● WHAT TO DO: Reproduce only the lines of the material below that start at the line containing "x=254, y=254" and stop at the line containing "x=167, y=324". Keep both end lines.

● PROVIDED RECORDS:

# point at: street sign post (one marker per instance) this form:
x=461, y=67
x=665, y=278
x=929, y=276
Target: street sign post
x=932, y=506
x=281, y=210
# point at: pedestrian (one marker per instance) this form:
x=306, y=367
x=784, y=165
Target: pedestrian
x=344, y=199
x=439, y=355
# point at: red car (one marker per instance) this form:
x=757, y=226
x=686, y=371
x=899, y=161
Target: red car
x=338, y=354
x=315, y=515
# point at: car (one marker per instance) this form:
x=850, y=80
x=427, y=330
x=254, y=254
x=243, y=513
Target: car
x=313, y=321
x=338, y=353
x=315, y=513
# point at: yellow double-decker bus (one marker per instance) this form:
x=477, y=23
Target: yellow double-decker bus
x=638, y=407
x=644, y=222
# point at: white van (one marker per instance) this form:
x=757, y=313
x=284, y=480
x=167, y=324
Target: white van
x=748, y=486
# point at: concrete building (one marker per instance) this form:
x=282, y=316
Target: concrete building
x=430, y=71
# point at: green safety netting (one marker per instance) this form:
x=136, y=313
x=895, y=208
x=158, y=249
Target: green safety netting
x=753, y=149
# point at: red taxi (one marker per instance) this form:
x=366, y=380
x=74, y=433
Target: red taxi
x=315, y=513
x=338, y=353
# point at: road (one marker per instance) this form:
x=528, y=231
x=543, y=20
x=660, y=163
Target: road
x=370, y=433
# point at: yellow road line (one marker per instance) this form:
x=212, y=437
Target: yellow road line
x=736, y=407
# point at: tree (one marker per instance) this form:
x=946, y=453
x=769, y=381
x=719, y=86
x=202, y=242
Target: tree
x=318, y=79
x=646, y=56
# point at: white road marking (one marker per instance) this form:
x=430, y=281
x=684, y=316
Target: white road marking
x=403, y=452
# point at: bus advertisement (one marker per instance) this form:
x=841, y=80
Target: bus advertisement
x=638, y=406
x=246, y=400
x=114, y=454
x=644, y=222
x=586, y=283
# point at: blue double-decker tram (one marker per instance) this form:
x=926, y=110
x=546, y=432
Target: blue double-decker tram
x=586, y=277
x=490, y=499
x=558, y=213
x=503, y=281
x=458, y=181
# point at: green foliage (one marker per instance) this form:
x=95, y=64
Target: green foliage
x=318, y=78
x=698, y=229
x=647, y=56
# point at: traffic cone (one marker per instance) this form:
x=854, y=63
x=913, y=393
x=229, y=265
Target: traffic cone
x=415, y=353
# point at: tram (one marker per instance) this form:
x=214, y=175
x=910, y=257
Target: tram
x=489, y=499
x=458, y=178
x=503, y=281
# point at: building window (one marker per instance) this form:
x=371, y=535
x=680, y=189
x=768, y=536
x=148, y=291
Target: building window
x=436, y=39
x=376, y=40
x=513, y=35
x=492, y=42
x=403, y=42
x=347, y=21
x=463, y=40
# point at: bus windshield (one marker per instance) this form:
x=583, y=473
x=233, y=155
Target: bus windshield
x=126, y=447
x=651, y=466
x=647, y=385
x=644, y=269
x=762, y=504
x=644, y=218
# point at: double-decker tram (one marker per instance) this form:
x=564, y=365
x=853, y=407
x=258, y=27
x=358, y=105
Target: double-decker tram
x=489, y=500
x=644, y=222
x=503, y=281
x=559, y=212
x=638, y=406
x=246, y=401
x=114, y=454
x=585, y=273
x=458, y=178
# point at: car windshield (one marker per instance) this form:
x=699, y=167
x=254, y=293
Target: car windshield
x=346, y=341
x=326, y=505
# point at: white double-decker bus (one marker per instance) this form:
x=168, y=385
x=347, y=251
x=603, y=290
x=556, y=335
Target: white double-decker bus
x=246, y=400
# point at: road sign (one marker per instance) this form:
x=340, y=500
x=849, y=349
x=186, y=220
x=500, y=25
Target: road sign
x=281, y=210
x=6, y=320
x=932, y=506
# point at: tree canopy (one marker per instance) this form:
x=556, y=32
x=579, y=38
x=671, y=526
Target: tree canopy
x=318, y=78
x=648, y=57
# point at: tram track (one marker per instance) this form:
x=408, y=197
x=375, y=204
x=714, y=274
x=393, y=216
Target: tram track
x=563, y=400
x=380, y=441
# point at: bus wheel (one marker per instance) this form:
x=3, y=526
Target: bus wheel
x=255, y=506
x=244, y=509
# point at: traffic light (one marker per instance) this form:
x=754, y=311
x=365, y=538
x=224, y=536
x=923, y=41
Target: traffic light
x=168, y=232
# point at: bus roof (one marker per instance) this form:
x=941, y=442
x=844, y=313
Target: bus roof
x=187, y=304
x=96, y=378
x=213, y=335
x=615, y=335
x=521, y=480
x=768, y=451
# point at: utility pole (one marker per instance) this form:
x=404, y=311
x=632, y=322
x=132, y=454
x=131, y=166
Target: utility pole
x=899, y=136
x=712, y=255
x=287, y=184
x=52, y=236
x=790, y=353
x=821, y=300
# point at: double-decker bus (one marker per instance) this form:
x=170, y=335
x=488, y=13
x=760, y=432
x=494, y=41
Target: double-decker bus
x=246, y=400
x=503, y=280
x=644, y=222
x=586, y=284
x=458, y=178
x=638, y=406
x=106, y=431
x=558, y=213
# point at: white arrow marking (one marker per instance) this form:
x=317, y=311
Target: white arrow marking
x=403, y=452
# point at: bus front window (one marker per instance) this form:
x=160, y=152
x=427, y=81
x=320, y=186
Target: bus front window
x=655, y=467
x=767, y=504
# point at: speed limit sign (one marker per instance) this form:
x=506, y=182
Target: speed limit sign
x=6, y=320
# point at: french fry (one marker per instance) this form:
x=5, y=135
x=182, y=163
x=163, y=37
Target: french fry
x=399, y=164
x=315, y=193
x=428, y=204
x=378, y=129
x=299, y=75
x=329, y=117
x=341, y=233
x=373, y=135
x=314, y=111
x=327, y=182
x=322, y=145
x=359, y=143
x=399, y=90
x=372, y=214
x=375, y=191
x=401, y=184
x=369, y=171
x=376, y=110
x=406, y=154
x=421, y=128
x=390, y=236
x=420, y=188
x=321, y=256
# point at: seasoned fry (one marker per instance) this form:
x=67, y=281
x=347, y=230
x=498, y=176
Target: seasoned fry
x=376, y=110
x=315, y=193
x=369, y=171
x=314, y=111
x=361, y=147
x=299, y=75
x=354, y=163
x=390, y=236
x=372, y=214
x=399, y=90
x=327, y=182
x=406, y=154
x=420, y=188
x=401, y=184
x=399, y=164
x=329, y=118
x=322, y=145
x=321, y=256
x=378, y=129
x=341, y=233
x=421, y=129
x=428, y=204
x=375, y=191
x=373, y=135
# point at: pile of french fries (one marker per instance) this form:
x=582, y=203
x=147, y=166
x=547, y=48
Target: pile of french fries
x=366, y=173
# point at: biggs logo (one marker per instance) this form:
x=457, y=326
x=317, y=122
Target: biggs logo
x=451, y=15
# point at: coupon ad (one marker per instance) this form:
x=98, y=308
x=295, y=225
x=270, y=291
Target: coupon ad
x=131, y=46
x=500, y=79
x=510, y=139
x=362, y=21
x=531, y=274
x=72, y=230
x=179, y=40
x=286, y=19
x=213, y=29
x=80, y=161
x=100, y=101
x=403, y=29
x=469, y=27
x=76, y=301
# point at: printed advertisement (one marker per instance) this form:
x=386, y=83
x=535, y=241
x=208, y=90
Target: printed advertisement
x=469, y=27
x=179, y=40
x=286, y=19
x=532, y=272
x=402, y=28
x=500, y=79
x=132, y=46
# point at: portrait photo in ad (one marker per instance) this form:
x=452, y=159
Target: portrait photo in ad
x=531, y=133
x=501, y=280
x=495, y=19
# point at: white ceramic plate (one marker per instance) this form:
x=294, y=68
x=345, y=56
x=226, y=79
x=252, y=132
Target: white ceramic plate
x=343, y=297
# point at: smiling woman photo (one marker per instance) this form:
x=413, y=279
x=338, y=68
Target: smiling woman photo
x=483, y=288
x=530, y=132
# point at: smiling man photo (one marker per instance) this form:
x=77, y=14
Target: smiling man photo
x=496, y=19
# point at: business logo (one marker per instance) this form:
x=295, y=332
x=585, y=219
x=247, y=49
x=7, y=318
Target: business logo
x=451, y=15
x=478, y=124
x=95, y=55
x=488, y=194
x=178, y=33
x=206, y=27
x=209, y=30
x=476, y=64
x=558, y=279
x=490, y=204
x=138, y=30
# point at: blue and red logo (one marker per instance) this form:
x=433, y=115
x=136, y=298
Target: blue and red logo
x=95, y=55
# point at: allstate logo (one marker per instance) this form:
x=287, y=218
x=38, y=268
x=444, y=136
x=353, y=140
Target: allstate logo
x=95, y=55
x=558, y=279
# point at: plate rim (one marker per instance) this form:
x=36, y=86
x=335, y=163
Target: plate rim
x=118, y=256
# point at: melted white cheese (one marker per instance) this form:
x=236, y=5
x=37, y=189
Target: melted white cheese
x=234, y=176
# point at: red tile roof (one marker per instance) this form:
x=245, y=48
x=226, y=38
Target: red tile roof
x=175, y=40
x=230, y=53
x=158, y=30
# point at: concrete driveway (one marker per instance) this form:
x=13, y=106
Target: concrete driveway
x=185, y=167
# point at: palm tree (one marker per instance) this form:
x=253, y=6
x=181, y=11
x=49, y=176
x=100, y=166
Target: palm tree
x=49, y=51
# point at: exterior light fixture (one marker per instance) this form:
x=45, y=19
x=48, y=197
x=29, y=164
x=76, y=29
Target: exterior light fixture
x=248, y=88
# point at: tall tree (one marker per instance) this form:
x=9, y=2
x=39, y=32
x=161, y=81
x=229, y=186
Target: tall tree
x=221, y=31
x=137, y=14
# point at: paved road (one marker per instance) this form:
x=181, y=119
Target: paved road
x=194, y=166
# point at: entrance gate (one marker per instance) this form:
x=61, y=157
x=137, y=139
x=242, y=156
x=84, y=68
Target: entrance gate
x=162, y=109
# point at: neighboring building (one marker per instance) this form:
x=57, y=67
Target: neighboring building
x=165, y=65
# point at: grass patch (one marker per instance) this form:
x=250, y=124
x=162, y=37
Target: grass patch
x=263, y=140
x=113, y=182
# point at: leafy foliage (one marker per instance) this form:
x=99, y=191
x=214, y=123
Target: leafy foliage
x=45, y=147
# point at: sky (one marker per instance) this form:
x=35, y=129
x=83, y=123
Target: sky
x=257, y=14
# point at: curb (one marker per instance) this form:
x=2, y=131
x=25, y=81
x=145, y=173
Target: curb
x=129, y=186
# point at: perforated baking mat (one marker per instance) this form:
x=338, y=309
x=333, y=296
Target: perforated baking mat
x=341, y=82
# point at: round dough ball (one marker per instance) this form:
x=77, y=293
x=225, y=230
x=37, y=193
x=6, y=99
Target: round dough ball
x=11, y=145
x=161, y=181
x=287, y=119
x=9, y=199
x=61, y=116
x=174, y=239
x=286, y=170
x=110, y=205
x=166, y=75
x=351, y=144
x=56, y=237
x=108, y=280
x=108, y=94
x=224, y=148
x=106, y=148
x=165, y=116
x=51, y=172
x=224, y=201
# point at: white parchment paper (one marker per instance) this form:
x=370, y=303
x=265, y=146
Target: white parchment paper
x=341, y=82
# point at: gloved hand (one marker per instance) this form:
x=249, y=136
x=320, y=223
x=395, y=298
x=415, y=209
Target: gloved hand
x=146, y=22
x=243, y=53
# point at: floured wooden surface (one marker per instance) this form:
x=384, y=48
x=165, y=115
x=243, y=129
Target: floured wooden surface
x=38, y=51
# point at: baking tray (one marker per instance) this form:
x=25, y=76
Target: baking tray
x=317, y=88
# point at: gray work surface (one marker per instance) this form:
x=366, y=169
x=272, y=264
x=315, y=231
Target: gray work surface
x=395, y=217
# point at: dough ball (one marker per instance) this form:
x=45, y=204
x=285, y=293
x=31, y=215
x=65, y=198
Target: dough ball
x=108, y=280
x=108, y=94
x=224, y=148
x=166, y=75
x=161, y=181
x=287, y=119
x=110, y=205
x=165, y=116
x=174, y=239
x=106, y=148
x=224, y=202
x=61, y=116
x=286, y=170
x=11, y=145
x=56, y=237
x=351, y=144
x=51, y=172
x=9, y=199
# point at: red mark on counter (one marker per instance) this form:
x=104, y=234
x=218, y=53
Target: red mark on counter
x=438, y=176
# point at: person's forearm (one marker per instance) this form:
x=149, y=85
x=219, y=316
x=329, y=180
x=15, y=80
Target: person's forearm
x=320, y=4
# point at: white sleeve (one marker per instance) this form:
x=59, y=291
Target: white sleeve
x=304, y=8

● WRITTEN REPLY:
x=254, y=254
x=243, y=513
Target: car
x=313, y=321
x=338, y=353
x=315, y=513
# point at: yellow double-decker bus (one marker per instance) this form:
x=477, y=23
Target: yellow double-decker bus
x=638, y=407
x=644, y=222
# point at: white van (one marker per instance) this form:
x=757, y=313
x=284, y=480
x=167, y=324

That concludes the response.